▸ EXERCISE TASK
Rewrite the entries below, starting with the line that contains "the toenail, the" and going on through the end of the entries, including the requests. Multiply every point coordinate in the answers by 0.9 and round each result to a whole number, with halves rounded up.
— begin RECORDS SUPPLIED —
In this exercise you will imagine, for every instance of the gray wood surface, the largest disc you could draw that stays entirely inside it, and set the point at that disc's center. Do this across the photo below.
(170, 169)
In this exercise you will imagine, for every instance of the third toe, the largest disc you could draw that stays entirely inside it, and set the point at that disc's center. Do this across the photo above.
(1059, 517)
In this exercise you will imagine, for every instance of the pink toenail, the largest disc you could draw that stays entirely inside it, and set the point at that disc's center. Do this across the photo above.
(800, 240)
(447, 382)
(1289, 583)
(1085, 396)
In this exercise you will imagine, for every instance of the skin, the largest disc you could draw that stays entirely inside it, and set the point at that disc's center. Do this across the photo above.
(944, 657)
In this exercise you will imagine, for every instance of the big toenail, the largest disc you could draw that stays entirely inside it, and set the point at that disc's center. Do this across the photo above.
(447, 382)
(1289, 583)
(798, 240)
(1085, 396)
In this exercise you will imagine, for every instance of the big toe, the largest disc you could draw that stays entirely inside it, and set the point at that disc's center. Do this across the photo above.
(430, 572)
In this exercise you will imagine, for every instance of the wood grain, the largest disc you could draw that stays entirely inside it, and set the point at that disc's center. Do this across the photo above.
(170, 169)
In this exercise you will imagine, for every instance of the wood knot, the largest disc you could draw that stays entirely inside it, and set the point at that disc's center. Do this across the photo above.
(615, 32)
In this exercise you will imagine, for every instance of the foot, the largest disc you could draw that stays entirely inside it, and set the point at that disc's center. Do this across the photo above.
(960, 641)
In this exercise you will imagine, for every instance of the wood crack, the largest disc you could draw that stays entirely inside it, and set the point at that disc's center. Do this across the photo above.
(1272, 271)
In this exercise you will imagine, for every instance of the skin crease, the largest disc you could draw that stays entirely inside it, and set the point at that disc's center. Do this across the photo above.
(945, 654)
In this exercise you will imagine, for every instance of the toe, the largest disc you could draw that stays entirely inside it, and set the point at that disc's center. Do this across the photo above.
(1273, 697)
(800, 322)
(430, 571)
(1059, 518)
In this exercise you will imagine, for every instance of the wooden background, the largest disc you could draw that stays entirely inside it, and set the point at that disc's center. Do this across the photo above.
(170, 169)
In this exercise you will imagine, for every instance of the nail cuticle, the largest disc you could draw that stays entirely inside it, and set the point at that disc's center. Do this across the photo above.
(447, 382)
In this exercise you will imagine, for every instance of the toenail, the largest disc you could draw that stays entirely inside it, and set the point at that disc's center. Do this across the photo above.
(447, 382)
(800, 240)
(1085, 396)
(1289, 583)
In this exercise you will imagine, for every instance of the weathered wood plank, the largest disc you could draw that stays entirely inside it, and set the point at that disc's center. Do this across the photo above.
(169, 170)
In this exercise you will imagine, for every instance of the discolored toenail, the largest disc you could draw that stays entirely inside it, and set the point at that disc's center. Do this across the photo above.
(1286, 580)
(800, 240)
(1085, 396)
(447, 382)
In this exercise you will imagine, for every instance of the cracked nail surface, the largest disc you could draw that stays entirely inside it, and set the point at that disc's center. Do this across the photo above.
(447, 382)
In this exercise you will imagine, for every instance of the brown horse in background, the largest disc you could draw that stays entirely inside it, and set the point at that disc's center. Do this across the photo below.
— end RECORDS SUPPLIED —
▸ TASK OUTPUT
In this exercise you will imagine, for every instance of the toenail, the largest disc you could draw that stays entirely inside it, and set the point at that disc's center. Do this across the photo above.
(402, 344)
(720, 216)
(977, 356)
(1160, 525)
In this exercise you will imagine, for every instance of the weathered wood plank, the largest disc you could draw that stays entirely inside it, and set the point at that disc's center. Do this across the photo above.
(152, 153)
In this exercise you will imagine, for every instance of the discolored toenail, the largest disc you could draw that stays entirely inside it, and set the point at that disc's center. Do this across the photo above.
(1157, 522)
(720, 216)
(977, 356)
(402, 344)
In this exercise you will imagine, for every instance of the cracked nail surface, the largest disc you could draw that stays entirely inside it, and set the point at that disc's center. Do this across the photo above.
(402, 344)
In this exercise you will imagine, for every instance of the brown horse in background, the largest disc you could draw that stays entirely inside it, and set the point at that disc's center. Do this across the photo below.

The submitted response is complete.